:: Page excerpt
Lord Paddick
Main Page: Lord Paddick (Non-affiliated - Life peer)Department Debates - View all Lord Paddick's debates with the Ministry of Justice
(3 years, 8 months ago)
Lords ChamberDoes anyone else in the Chamber wish to speak? No? I call the next speaker on the list, the noble Lord, Lord Paddick.
My Lords, as the noble Baroness, Lady Helic, has said, with the best will in the world, much of the legislation that this House passes will be ineffective if judges do not understand the issues. Sadly, in some cases—albeit a limited number—it is clear that they do not understand the issues surrounding domestic abuse, in particular, coercive control, rape and sexual abuse, despite current training.
To the noble and learned Baroness, Lady Butler-Sloss, I would say that there is a difference between outputs and outcomes. I am not sure whether this is an appropriate analogy, but I know from my own experience of race relations training, for example, that the cultural shift needed is difficult to achieve. The proof of the pudding is in the eating and, at times, the training of the judiciary has failed the test. Despite the Minister’s assertion, I fail to understand how mandating such training without dictating the specific content can be contrary to the principle of judicial independence, as my noble friend Lord Marks of Henley-on-Thames has said.
However, we are grateful for the reassurances that the Government have given as a result of the concerted efforts by the noble Baroness, Lady Helic, and my noble friend Lord Marks of Henley-on-Thames.
My Lords, we on these Benches support the intention behind the noble Baroness’s amendment. The case for improved training is well made. The amendment’s wording does not dictate what the training should be but puts the requirement for it in the Bill. Around the House, I think that we can all agree on the need for updated, quality training and to ensure that it happens.
I have said many times that this is a good Bill and will be a good Act of Parliament, but it is important that everything is done to ensure that all aspects of the law are correct. That includes ensuring that our judges and magistrates are properly trained. We owe that to victims, because domestic abuse is something that we now talk about in the country and in the House. That was not the case many years ago and we should not just assume that judges and magistrates completely understand the issues. That is why it is important that we get the training right.
I accept entirely the point the noble Lord, Lord Wolfson, makes about judicial independence. I think we all support that, but there have been one or two occasions at the other end of the building when other parts of the Conservative Party were not so keen on judicial independence, when the judge made a decision that they did not like—we should get that on the record. It is not always the case that there is a great call of support for judicial independence, but I will leave the point there. I do not in any way bring the noble Lord into that; I have the highest respect for him.
I must ask at this point: does anyone in the Chamber wish to speak? No? In that case it is over to the noble Lord, Lord Paddick.
My Lords, it really is a pleasure to follow the noble Baroness, Lady Jones of Moulsecoomb, for reasons that will become apparent, not least because we are three non-lawyers in a row.
::::
:: Stored data
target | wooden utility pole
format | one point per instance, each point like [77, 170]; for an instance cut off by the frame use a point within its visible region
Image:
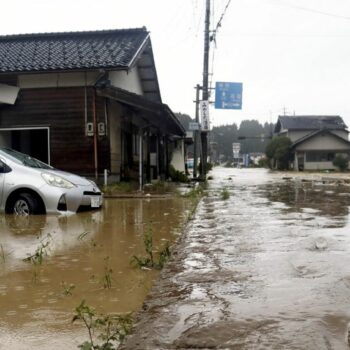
::::
**Exercise task 1**
Name each member of the House who is mentioned by name on the Lord Paddick page, listing each one once.
**Exercise task 2**
Reproduce the passage of the Lord Paddick page that begins at the words "To the noble and" and stops after "Marks of Henley-on-Thames.".
Rely on the text alone.

**Exercise response 1**
- Lord Paddick
- Baroness Helic (Lady Helic)
- Baroness Butler-Sloss (Lady Butler-Sloss)
- Lord Marks of Henley-on-Thames
- Lord Wolfson
- Baroness Jones of Moulsecoomb (Lady Jones of Moulsecoomb)

**Exercise response 2**
To the noble and learned Baroness, Lady Butler-Sloss, I would say that there is a difference between outputs and outcomes. I am not sure whether this is an appropriate analogy, but I know from my own experience of race relations training, for example, that the cultural shift needed is difficult to achieve. The proof of the pudding is in the eating and, at times, the training of the judiciary has failed the test. Despite the Minister’s assertion, I fail to understand how mandating such training without dictating the specific content can be contrary to the principle of judicial independence, as my noble friend Lord Marks of Henley-on-Thames has said.
However, we are grateful for the reassurances that the Government have given as a result of the concerted efforts by the noble Baroness, Lady Helic, and my noble friend Lord Marks of Henley-on-Thames.